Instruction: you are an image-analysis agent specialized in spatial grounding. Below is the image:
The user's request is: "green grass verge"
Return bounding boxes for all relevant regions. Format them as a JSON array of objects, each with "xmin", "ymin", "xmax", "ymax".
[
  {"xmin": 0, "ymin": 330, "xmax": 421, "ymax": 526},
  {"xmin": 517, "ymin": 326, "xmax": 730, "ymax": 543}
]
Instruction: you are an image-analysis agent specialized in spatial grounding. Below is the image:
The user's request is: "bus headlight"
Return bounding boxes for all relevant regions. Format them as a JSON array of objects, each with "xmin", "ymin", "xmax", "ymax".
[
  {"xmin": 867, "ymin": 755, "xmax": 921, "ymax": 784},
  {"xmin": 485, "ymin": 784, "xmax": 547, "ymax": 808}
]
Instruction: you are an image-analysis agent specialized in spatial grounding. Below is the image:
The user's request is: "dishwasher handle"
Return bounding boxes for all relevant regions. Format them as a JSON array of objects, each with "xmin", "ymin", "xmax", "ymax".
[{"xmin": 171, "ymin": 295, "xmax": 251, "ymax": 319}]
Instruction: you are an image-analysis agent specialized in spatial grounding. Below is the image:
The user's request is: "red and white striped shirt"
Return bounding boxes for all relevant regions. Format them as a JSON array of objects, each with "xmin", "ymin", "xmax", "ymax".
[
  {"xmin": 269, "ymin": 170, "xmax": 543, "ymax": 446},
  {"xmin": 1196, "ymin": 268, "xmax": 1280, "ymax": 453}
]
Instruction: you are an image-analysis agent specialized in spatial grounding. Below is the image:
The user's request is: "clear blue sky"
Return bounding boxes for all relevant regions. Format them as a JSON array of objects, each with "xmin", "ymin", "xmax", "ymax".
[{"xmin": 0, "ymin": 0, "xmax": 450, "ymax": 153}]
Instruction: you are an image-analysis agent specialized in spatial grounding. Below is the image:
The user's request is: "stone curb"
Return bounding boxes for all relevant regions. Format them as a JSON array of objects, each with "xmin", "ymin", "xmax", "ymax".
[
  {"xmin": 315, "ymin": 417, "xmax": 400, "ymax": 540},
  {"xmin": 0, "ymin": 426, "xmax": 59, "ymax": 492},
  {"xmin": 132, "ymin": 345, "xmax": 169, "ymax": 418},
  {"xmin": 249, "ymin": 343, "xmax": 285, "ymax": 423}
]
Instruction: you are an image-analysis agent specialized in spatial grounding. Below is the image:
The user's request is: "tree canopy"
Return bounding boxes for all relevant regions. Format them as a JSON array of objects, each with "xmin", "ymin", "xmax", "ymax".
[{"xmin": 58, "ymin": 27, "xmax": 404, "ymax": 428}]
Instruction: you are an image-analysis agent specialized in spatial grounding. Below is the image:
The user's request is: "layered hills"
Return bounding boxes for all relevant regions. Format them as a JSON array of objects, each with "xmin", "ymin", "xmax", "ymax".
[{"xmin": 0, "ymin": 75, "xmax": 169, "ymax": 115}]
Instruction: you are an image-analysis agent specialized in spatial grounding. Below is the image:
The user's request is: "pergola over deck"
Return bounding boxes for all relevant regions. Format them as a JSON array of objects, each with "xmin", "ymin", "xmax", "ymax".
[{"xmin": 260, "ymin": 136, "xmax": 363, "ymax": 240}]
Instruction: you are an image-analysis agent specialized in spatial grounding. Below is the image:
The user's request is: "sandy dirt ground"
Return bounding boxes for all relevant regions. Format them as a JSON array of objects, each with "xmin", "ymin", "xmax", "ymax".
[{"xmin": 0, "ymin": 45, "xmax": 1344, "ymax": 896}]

* PROBLEM DESCRIPTION
Extract every line in the entries above that contains the word "user" and reproduce each such line in full.

* CORRECT OUTPUT
The user's request is: "green grass verge"
The user's request is: "bus headlight"
The user's request is: "dishwasher handle"
The user's request is: "red and white striped shirt"
The user's request is: "clear blue sky"
The user's request is: "stone curb"
The user's request is: "tree canopy"
The user's request is: "layered hills"
The user's request is: "pergola over deck"
The user's request is: "sandy dirt ground"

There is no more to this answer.